**Provided data**
Start
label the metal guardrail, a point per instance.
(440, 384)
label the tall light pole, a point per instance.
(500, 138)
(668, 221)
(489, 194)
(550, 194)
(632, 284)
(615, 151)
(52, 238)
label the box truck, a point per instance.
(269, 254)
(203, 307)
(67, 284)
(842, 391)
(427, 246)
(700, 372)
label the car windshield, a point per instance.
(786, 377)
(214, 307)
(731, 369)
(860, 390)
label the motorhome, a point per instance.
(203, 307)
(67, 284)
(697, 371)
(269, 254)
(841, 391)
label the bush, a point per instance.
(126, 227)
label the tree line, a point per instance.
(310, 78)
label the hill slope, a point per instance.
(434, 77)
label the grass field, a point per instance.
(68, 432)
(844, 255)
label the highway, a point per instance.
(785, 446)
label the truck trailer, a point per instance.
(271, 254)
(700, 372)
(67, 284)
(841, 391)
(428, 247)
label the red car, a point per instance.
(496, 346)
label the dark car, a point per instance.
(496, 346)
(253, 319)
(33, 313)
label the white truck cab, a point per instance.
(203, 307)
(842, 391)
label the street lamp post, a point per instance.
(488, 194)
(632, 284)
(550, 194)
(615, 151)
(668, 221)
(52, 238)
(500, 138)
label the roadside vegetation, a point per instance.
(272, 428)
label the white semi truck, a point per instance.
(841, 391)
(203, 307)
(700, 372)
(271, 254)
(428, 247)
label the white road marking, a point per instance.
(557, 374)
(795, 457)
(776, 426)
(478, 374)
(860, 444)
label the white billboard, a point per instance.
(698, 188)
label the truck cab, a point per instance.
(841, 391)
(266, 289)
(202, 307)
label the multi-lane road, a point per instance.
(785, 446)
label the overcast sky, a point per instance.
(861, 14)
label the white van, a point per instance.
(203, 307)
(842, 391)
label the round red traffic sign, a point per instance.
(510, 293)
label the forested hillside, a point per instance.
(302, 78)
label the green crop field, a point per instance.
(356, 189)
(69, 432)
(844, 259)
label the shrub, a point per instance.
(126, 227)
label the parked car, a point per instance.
End
**What is being asked**
Starting with the line containing "label the round" and continuing through the last line of the records above, express those lines as a JSON list of strings, one string per line, with blank lines omitted.

**Exercise answer**
[
  "label the round red traffic sign, a point per instance.",
  "(510, 293)",
  "label the forested hillside, a point per instance.",
  "(302, 78)",
  "label the green crop field, a point per instance.",
  "(356, 189)",
  "(69, 432)",
  "(844, 259)",
  "label the shrub, a point per instance.",
  "(126, 227)",
  "label the parked car, a point per instance."
]